-------- Given text

About Us

Miss Rockaway Armada

The Miss Rockaway Armada is a group of performers and artists from across the country, including members of other artist collectives such as the Toyshop Collective, Visual Resistance, The Amateurs, The Floating Neutrinos, among many others. In the summer months of 2006 and 2007, the Armada converged in Minneapolis, Minnesota to construct a flotilla of rafts that journeyed down the Mississippi River. With the intent to create a new sustainable mode of travel as well as to present programs regarding arts and environmental issues, the project stopped in towns along the river to present musical performances and vaudeville variety-theater.

Since 2007, the Armada has continued to exhibit large-scale projects at several venues in the United States and in Europe that focus on the use of sustainable resources and recycled materials to build their large scale environments. Most recent exhibitions include E.P.A. (Environmental Performance Actions) at Exit Art, New York, NY (2007); and Being Here is Better than Wishing We’d Stayed at Mass MoCA (2008-2009). At MASS MoCA the Miss Rockaway Armada transformed the Hunter Center Mezzanine into a dynamic, interactive space. Using wood and other materials salvaged from MASS MoCA’s campus, the group crafted an environment that exudes the aesthetic, vision, and essence of the Armada’s experiences on the Mississippi River.

----------------
-------- Information supplied

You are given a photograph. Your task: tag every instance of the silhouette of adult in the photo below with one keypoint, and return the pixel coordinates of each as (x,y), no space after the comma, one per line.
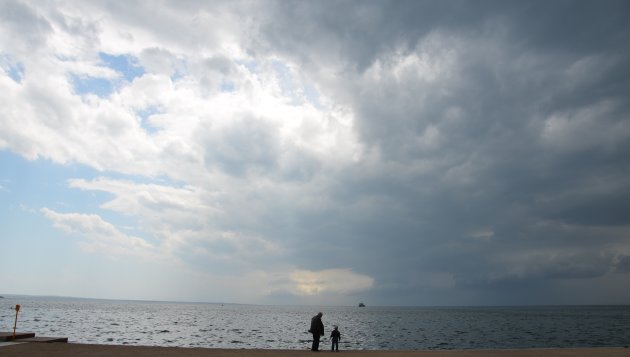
(317,329)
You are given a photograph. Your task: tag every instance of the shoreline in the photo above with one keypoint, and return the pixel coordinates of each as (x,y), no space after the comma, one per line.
(79,350)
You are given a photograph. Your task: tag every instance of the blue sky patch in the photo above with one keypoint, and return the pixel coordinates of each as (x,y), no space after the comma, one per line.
(144,115)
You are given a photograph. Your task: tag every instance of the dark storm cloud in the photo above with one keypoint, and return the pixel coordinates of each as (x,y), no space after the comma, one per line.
(520,131)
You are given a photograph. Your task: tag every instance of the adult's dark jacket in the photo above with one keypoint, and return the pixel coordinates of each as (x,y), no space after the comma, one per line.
(317,326)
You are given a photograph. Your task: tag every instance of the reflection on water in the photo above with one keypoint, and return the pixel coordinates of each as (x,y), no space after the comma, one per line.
(285,327)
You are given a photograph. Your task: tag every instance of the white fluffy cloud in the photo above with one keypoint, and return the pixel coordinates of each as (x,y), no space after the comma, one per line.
(323,154)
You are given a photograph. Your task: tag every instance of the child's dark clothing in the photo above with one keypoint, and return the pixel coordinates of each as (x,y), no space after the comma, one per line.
(335,336)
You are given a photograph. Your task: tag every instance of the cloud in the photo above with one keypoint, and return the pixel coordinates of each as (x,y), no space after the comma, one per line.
(412,152)
(100,236)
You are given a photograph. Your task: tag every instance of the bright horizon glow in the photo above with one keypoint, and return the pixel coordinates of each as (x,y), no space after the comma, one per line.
(431,154)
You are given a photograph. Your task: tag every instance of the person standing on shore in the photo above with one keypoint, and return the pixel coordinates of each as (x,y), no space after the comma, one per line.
(317,329)
(335,336)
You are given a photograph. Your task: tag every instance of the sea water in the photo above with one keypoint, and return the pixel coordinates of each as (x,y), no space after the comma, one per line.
(285,327)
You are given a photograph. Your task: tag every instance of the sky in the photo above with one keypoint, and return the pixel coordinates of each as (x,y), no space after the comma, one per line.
(316,152)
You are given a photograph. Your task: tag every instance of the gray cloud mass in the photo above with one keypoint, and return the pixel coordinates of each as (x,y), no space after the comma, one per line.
(491,143)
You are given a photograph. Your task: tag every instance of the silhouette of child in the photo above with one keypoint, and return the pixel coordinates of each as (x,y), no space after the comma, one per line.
(335,336)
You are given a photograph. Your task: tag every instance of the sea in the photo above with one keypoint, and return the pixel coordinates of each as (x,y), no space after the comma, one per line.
(210,325)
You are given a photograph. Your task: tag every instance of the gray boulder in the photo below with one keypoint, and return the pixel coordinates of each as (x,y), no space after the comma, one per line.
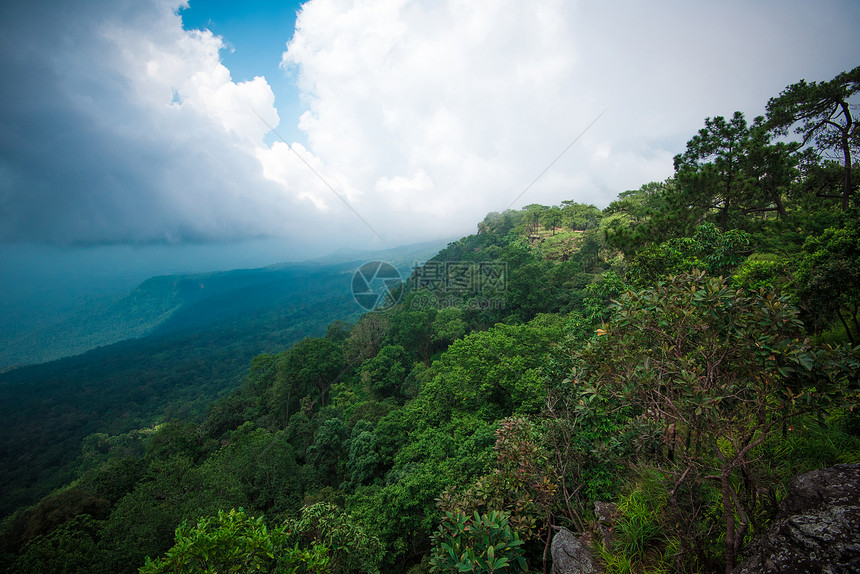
(570,556)
(817,528)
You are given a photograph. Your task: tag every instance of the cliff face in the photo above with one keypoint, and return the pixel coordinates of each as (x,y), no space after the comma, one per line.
(817,528)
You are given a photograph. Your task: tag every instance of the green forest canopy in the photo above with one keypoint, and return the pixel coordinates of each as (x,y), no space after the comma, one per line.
(683,352)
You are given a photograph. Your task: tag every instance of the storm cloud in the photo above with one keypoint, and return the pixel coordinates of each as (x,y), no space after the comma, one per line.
(118,125)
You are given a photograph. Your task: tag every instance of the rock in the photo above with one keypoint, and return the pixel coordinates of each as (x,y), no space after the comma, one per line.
(607,514)
(817,528)
(570,556)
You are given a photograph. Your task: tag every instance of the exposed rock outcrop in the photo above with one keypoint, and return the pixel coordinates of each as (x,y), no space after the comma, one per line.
(817,528)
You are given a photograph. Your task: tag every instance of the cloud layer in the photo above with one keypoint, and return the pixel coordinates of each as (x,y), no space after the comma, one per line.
(119,126)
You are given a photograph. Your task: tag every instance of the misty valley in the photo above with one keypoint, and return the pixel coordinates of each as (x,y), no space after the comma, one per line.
(642,382)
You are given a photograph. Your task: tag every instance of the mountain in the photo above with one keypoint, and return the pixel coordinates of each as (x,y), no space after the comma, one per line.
(189,339)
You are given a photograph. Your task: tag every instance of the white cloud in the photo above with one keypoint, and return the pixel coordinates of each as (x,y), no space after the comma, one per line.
(423,115)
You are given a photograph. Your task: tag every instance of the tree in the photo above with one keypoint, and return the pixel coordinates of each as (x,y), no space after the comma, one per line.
(822,113)
(718,370)
(310,364)
(551,218)
(480,543)
(829,279)
(710,172)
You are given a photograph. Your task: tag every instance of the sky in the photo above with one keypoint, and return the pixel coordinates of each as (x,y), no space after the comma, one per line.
(211,125)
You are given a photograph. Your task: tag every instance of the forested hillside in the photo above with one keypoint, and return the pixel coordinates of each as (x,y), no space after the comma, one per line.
(201,330)
(683,353)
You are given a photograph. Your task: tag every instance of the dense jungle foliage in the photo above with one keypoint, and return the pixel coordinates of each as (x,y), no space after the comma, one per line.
(683,353)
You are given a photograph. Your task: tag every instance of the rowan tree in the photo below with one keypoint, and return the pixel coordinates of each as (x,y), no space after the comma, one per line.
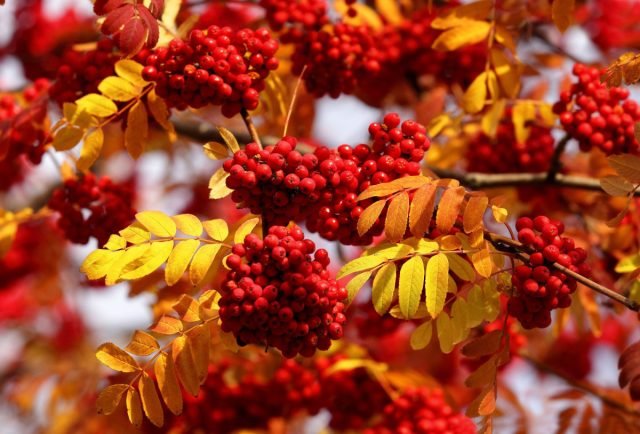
(483,235)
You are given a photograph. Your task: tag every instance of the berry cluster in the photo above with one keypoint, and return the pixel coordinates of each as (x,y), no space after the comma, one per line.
(504,154)
(81,72)
(216,66)
(276,295)
(321,188)
(91,207)
(422,411)
(597,116)
(539,287)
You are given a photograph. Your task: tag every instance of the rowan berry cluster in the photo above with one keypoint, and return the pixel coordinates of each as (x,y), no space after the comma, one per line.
(422,411)
(504,154)
(277,295)
(91,207)
(81,72)
(597,116)
(539,287)
(216,66)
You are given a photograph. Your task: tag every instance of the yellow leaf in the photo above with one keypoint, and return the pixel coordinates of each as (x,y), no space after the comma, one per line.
(384,286)
(449,208)
(179,260)
(187,308)
(97,105)
(185,364)
(562,13)
(476,95)
(67,137)
(469,33)
(165,371)
(395,224)
(150,400)
(421,336)
(116,358)
(216,151)
(229,139)
(167,325)
(134,407)
(135,136)
(142,344)
(157,223)
(131,71)
(110,397)
(218,186)
(153,258)
(436,283)
(217,229)
(369,216)
(356,283)
(118,89)
(474,213)
(245,229)
(421,210)
(188,224)
(202,261)
(91,149)
(410,286)
(445,333)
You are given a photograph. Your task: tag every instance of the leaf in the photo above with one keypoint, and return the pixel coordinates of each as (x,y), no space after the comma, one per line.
(134,407)
(410,286)
(67,138)
(202,261)
(217,229)
(217,185)
(369,216)
(627,166)
(188,224)
(229,139)
(135,136)
(356,283)
(97,105)
(116,358)
(421,210)
(395,224)
(562,13)
(476,95)
(131,71)
(142,344)
(436,282)
(470,33)
(215,151)
(186,368)
(91,149)
(384,286)
(179,260)
(150,400)
(165,371)
(157,223)
(421,336)
(449,208)
(474,213)
(167,325)
(110,397)
(118,89)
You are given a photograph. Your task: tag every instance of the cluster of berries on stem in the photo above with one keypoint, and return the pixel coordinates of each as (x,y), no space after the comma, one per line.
(217,66)
(539,287)
(277,295)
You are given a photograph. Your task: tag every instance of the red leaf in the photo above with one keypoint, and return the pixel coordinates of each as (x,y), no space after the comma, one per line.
(132,37)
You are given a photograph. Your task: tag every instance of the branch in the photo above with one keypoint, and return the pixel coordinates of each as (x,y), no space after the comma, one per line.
(475,180)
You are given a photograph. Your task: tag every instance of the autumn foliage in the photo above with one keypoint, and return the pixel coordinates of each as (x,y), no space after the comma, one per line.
(478,238)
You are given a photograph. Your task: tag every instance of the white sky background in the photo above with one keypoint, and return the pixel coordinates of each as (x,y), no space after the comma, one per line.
(112,315)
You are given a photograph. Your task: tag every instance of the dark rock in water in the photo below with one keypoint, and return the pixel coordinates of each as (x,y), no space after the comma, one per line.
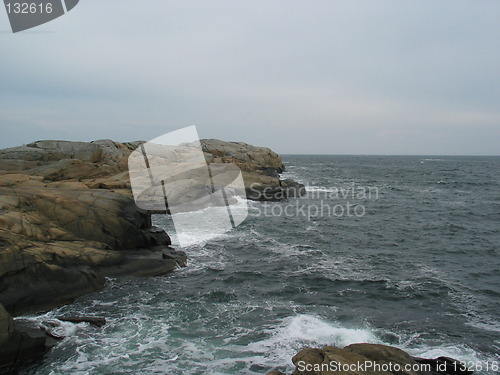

----------------

### Goals
a) In the text about the Miss Rockaway Armada, rewrite the passage between "The Miss Rockaway Armada is" and "and vaudeville variety-theater.", inclusive, replacing "flotilla" with "fleet".
b) List every line of the listing that contains the string "storm".

### Solutions in order
a)
The Miss Rockaway Armada is a group of performers and artists from across the country, including members of other artist collectives such as the Toyshop Collective, Visual Resistance, The Amateurs, The Floating Neutrinos, among many others. In the summer months of 2006 and 2007, the Armada converged in Minneapolis, Minnesota to construct a fleet of rafts that journeyed down the Mississippi River. With the intent to create a new sustainable mode of travel as well as to present programs regarding arts and environmental issues, the project stopped in towns along the river to present musical performances and vaudeville variety-theater.

b)
You are given a photograph. Your task: tag every instance of the dark storm cloud in the photo above with one keypoint, and return the pixel coordinates of each as (x,y), no space after the comma, one per line.
You are given a photograph. Your task: tag every instance of the storm cloud in the photo above with one keypoint, and return the pixel coordinates of each as (x,y), no space after the comma, one per line.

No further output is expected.